To be done
List every person named in the passage below on Bach scholarship.

Page extract
──────────

While all the new information was being amassed and digested, the task of producing a comprehensive reassessment of Bach’s life and work was postponed. In reality, Bach scholars were avoiding this challenge, and they knew it. Inevitably, of course, they would have to risk interpretation. Efforts to understand how all the new discoveries had affected our fundamental conception of Bach’s achievement, in fact, began to appear in the mid-1970s and have been gathering momentum since.

But in the more than forty years since the publication of the new chronology only two significant full-length Bach biographies in English have appeared until now. Both Karl Geiringer’s Johann Sebastian Bach: The Culmination of an Era7 and Malcolm Boyd’s Bach8 are respectable works that acknowledge the state of knowledge at the time of their publication. But neither author possessed sufficiently the familiarity and firsthand involvement with the highly specialized and voluminous research of recent decades that would have been necessary to do justice to the project.

──────────

Recorded information

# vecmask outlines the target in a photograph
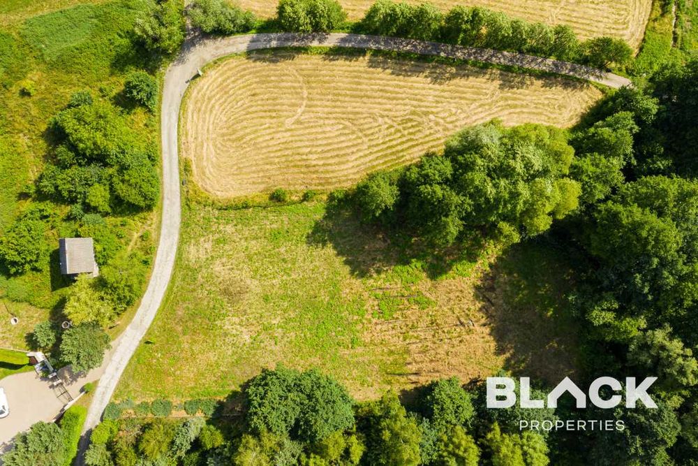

──────────

Task solution
Johann Sebastian Bach
Karl Geiringer
Malcolm Boyd